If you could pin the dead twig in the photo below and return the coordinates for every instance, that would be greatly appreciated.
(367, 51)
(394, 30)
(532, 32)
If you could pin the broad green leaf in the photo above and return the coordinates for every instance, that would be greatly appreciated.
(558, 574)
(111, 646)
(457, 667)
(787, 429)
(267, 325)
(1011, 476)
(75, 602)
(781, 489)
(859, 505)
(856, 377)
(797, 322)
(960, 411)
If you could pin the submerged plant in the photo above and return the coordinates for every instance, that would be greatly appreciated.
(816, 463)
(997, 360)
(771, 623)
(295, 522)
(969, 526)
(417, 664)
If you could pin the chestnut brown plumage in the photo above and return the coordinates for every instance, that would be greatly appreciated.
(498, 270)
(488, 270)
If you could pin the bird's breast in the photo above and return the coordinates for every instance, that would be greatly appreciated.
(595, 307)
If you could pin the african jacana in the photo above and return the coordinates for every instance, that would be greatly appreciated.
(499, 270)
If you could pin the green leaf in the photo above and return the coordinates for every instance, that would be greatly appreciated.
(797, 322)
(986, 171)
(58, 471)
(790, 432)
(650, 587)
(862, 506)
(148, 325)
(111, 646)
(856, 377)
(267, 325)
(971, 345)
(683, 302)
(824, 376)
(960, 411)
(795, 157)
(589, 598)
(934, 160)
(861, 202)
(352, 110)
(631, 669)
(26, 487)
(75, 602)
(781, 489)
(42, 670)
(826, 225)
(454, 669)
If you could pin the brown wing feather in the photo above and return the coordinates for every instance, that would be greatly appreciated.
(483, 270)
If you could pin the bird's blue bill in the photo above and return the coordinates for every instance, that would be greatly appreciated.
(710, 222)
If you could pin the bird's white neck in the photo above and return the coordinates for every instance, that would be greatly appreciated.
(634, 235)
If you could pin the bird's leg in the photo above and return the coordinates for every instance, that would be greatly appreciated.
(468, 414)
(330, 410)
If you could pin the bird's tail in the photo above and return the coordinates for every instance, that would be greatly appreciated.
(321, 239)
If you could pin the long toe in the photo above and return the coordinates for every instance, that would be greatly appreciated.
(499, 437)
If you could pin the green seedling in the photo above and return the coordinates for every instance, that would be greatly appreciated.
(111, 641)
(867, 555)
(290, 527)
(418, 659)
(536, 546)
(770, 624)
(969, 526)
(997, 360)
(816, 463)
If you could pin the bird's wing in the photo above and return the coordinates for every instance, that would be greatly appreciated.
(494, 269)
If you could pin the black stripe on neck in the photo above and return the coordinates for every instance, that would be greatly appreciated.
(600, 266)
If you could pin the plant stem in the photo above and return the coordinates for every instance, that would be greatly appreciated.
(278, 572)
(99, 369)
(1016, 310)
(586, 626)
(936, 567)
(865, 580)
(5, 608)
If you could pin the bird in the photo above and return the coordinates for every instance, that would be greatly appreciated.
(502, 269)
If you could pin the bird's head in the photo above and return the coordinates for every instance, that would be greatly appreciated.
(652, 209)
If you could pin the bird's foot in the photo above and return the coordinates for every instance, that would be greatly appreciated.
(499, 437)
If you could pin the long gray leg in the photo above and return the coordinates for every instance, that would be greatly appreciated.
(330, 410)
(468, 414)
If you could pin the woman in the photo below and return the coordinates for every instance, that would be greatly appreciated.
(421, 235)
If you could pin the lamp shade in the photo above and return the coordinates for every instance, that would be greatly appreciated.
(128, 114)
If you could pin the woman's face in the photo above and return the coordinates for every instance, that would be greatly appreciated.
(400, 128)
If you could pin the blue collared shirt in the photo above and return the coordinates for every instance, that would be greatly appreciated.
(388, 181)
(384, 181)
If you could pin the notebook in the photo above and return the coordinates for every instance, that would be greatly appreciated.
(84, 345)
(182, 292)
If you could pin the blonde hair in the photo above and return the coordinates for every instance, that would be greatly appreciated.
• • • •
Reproduce verbatim the data from the line containing "If you could pin the blue" through the final line, with both of those lines included.

If you could pin the blue collared shirt in the photo above and return the coordinates for every instance, that would be greatly appreciated.
(388, 181)
(384, 181)
If you could pin the notebook in the photo above and return the coordinates for every instance, that would be greatly appreciated.
(84, 345)
(182, 292)
If you could pin the blonde hair in the photo above and return the coordinates for every instance, that would be greatly appreciated.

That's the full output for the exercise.